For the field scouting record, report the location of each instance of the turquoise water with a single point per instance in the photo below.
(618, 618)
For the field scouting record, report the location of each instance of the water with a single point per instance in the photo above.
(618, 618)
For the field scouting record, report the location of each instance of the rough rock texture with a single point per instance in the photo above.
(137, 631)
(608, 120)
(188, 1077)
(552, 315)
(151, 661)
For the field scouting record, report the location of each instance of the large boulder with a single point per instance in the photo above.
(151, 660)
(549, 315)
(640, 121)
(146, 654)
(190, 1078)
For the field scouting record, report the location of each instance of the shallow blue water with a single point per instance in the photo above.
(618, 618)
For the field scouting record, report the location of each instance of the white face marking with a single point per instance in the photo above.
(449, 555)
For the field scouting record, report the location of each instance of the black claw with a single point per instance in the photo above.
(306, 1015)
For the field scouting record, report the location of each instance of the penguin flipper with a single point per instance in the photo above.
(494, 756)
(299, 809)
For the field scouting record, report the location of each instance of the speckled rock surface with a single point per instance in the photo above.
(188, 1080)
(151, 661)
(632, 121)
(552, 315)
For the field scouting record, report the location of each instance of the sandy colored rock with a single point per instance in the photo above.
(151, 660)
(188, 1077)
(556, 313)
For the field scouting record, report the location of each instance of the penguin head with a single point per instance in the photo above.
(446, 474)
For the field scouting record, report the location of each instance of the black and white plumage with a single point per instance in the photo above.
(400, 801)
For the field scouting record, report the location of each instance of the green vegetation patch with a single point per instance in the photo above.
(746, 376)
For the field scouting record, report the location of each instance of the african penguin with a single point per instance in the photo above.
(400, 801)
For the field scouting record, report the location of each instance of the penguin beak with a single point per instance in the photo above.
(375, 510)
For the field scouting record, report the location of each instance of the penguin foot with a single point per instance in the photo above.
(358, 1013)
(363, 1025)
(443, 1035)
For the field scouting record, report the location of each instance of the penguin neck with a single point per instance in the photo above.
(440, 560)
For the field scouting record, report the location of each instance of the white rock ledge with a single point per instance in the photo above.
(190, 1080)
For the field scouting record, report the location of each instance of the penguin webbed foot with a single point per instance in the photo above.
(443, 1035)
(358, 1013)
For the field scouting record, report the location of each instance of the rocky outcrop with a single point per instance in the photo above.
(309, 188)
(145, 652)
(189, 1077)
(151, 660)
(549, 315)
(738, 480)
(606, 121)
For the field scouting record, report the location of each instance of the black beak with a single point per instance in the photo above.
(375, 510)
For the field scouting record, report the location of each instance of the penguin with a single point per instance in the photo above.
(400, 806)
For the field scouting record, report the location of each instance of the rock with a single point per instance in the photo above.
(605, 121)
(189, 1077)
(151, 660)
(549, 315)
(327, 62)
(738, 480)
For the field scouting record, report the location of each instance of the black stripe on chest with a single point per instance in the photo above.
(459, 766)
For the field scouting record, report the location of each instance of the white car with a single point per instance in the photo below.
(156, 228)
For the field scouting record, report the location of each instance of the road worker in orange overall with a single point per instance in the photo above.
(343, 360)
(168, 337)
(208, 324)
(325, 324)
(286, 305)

WHAT YOU NEED TO DO: Output the records in the stretch from the line containing "the penguin neck" through the end of the records as a two-column CSV with the columns text and answer. Put one row per record, with each field quoted and any line breaks replaced by spaces.

FINAL ANSWER:
text,answer
"For the field scouting record, report the location of each instance of the penguin neck with a single point per instance in the photo above.","(440, 560)"
"For the field scouting record, report the location of each instance of the white rock ledge with a single point per instance in the photo above.","(190, 1080)"
"For the field scouting record, report the location of each instance of the penguin webbed foot with a single point per instance in the photo above.","(443, 1035) (358, 1013)"
"For the field scouting record, report the location of each instance of the rocky outcrop with a single point per instance in the photo above.","(309, 188) (145, 652) (189, 1077) (151, 660) (549, 315) (738, 480) (606, 121)"
"For the field scouting record, report the location of each instance of the black beak with a single point per instance in the photo above.","(375, 510)"
"For the field scouting record, report the location of each instance of the penguin with a single point per instance in the photo above.","(400, 806)"
"For the field scouting record, report the location of each instance of the rock with a single point per instance in the photo above.","(605, 121) (189, 1077) (151, 660) (549, 315) (327, 62) (738, 480)"
"For the field scouting record, report the location of each instance of the black stripe on chest with a single point per instance in the photo above.","(459, 766)"
"For the field scouting record, report the location of each instance of the white car with a single point per instance in the photo below.","(156, 228)"
"For the field scouting record, report the location of each instance of the road worker in orange overall with a single point per instance in the photo above.","(343, 360) (168, 337) (208, 324) (325, 324) (286, 305)"